Items listed in a dataset:
....

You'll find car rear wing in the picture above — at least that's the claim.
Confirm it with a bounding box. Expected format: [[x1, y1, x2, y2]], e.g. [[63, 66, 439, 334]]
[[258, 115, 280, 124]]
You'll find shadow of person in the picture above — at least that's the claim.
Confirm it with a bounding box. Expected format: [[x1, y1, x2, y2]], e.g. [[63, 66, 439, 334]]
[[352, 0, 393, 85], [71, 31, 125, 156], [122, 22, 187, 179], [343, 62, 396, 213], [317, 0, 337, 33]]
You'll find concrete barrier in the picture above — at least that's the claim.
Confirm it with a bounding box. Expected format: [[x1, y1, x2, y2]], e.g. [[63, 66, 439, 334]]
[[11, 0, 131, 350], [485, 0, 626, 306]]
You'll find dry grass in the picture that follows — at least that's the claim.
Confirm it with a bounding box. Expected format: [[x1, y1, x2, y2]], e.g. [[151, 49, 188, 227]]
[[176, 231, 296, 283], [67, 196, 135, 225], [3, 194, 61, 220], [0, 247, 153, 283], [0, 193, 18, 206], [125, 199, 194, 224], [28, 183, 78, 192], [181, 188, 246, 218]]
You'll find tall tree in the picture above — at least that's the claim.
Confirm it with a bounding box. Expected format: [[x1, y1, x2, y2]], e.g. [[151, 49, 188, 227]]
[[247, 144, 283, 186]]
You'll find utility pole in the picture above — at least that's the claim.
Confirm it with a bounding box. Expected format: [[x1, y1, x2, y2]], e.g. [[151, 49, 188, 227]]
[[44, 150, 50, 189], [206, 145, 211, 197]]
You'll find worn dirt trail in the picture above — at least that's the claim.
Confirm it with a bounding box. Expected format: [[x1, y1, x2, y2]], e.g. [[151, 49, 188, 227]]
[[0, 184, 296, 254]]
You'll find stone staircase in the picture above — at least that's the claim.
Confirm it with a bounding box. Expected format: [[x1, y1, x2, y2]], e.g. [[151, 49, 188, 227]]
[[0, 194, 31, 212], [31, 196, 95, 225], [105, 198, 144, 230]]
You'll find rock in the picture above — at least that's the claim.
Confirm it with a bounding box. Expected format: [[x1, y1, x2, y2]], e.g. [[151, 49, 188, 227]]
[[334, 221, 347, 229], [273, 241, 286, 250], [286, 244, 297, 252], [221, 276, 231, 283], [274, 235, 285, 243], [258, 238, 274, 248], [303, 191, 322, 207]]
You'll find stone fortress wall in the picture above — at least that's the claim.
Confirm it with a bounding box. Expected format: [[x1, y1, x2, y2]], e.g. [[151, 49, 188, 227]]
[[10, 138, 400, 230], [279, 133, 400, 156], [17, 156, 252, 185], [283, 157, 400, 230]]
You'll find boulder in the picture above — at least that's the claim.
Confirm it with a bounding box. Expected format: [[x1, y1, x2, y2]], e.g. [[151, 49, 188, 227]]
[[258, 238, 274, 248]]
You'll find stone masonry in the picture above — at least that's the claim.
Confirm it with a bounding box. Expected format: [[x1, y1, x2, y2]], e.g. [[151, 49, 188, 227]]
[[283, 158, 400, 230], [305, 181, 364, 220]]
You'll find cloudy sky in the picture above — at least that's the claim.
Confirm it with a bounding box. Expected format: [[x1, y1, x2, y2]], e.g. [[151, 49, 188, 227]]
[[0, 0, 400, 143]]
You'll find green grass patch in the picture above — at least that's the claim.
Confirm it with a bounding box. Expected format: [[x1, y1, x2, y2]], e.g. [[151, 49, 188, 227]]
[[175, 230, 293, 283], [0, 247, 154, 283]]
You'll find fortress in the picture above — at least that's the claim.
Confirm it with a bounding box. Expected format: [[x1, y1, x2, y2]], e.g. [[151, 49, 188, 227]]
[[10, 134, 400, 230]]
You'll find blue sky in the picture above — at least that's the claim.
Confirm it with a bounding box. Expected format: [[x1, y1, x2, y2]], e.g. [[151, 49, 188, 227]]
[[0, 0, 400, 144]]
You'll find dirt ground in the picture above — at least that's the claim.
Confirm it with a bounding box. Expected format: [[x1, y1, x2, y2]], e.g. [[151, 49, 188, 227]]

....

Task instructions:
Rewrite the records from the line with "You'll find worn" up to and including the line with "198, 144, 230]]", substituting "stone steps" for "stone staircase" and leaving everything else unchanged. Give back only those lines.

Reply to the task:
You'll find worn dirt trail in the picture above — at least that's the claim.
Confirm it with a bounding box. Expected format: [[x1, y1, x2, y2]], e.g. [[151, 49, 188, 227]]
[[0, 184, 296, 254]]
You'll find stone steps in the picture above — at least that's the claim.
Confirm it with a bounding box. Expected format: [[x1, y1, x2, y2]], e.g. [[151, 49, 188, 227]]
[[0, 194, 31, 212], [31, 196, 95, 225], [105, 198, 144, 230]]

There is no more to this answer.